# Provided data
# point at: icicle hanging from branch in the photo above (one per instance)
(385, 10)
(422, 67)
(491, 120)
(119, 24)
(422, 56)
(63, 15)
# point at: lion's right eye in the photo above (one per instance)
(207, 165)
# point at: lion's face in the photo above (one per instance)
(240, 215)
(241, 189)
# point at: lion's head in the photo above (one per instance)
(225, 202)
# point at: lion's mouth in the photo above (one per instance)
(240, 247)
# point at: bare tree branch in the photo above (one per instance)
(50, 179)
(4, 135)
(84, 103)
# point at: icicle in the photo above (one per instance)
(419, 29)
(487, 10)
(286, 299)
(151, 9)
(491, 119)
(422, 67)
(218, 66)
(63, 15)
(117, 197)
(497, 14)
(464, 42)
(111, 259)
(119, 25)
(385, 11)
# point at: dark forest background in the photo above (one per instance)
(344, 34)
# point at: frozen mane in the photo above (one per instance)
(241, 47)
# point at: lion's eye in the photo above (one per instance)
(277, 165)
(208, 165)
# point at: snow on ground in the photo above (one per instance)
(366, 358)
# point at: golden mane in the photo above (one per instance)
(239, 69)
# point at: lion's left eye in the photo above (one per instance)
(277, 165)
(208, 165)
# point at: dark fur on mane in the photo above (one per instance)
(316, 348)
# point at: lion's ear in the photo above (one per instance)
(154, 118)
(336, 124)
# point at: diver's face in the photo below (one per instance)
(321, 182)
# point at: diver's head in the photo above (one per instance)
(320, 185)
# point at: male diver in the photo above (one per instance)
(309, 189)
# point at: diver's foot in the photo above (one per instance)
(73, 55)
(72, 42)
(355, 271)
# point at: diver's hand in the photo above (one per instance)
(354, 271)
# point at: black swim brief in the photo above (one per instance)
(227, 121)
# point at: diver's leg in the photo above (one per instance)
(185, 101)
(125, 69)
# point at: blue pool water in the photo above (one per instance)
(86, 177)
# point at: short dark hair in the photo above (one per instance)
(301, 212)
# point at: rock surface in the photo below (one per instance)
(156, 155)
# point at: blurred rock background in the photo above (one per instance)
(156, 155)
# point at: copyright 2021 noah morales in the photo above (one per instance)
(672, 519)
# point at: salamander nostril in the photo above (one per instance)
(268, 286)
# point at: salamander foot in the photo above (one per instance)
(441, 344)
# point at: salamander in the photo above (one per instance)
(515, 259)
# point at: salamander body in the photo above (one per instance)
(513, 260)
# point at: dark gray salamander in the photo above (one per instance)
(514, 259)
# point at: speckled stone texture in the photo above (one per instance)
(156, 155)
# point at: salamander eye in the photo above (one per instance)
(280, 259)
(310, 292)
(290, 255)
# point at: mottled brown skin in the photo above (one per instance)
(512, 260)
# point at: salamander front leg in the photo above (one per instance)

# Problem
Please copy out every one of the lines above verbatim, keeping them in their original order.

# Task output
# point at: icicle hanging from branch in the photo above (one per instance)
(385, 10)
(422, 67)
(491, 120)
(119, 24)
(422, 56)
(63, 15)
# point at: lion's right eye in the photo above (one per instance)
(207, 165)
# point at: lion's face in the photo above (one per instance)
(240, 215)
(241, 189)
# point at: lion's head in the photo above (one per instance)
(225, 202)
# point at: lion's mouth in the photo above (one per instance)
(240, 247)
# point at: bare tree branch in the photo above (one per instance)
(50, 179)
(4, 135)
(84, 103)
# point at: icicle in the photo above (one per instance)
(419, 29)
(487, 10)
(286, 299)
(151, 9)
(491, 119)
(422, 67)
(218, 66)
(63, 15)
(117, 197)
(497, 14)
(464, 42)
(111, 259)
(119, 25)
(385, 11)
# point at: dark forest background in the photo above (one per instance)
(344, 34)
# point at: frozen mane in the photo above (one per instance)
(241, 47)
# point at: lion's eye in the photo above (one per instance)
(277, 165)
(208, 165)
# point at: snow on ground in the photo above (one per instance)
(366, 358)
# point at: golden mane in the photo above (one per instance)
(239, 69)
# point at: lion's left eye in the photo above (one per instance)
(277, 165)
(208, 165)
# point at: dark fur on mane in the photo above (one per instance)
(316, 348)
# point at: lion's ear in the photo above (one per instance)
(154, 118)
(336, 124)
# point at: diver's face in the photo below (one per instance)
(321, 182)
# point at: diver's head in the photo above (one per instance)
(320, 185)
# point at: male diver in the photo above (one per instance)
(309, 189)
# point at: diver's foot in the photo above (one per instance)
(73, 55)
(72, 42)
(355, 271)
# point at: diver's hand in the photo above (one per instance)
(354, 271)
# point at: black swim brief in the photo above (one per instance)
(227, 121)
# point at: diver's leg in the photo above (one per instance)
(185, 101)
(125, 69)
# point at: blue pool water in the photo above (one per instance)
(86, 177)
# point at: short dark hair in the photo above (one per instance)
(301, 212)
# point at: rock surface in the photo below (one per instance)
(156, 155)
# point at: blurred rock background in the photo above (one per instance)
(156, 155)
# point at: copyright 2021 noah morales in the photo above (one per instance)
(672, 519)
# point at: salamander nostril in the photo above (one per instance)
(268, 286)
# point at: salamander foot in the photo above (one per instance)
(441, 344)
# point at: salamander in the photo above (one per instance)
(515, 259)
# point at: salamander body in the photo above (one per instance)
(513, 260)
# point at: dark gray salamander in the photo above (one per instance)
(514, 259)
# point at: speckled stone texture in the photo above (one per instance)
(156, 155)
# point at: salamander eye in the photo above (one per instance)
(280, 259)
(310, 292)
(290, 255)
# point at: mottled brown skin in the photo above (one per instance)
(512, 260)
# point at: salamander front leg in the photo above (one per instance)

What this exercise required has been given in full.